Please repeat, character for character, the lines of material from the line with "point: woman in" through the last line of the material, including both of those lines.
++++
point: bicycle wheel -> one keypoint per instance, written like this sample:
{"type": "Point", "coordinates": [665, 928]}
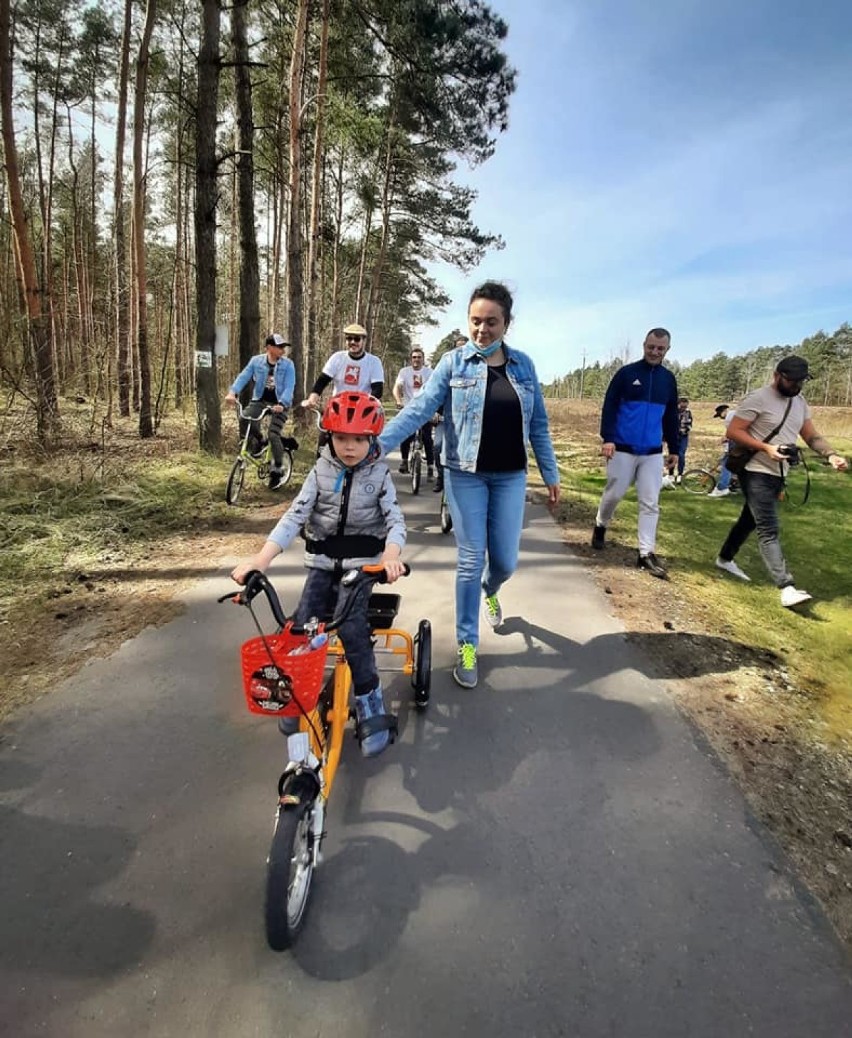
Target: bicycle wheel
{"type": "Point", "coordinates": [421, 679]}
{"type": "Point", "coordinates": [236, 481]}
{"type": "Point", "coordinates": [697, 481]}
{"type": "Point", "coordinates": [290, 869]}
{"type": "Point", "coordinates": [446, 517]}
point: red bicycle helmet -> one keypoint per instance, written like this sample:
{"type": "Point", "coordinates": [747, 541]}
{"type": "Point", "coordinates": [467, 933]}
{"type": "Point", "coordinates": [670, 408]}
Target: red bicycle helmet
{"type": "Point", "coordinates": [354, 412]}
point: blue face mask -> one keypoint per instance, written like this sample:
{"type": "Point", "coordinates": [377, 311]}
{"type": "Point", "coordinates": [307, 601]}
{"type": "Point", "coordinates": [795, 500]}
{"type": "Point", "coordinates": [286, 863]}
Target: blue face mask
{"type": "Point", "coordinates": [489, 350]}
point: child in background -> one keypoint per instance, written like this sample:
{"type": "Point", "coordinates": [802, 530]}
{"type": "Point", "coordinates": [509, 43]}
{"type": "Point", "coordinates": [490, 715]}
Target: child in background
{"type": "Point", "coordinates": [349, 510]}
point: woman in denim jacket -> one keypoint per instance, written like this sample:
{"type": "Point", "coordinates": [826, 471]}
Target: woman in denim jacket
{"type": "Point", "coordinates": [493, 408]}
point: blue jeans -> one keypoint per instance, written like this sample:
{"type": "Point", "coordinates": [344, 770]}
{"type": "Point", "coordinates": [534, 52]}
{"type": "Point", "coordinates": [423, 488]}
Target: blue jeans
++++
_Solution to this exercise_:
point: woman in denim jacket -> one keypoint per instance, written like this sample:
{"type": "Point", "coordinates": [826, 471]}
Target: woman in denim jacket
{"type": "Point", "coordinates": [493, 408]}
point: blue jeans -> one keypoint per instance, written like this sample:
{"type": "Point", "coordinates": [344, 770]}
{"type": "Point", "coordinates": [534, 52]}
{"type": "Point", "coordinates": [423, 488]}
Target: blue jeans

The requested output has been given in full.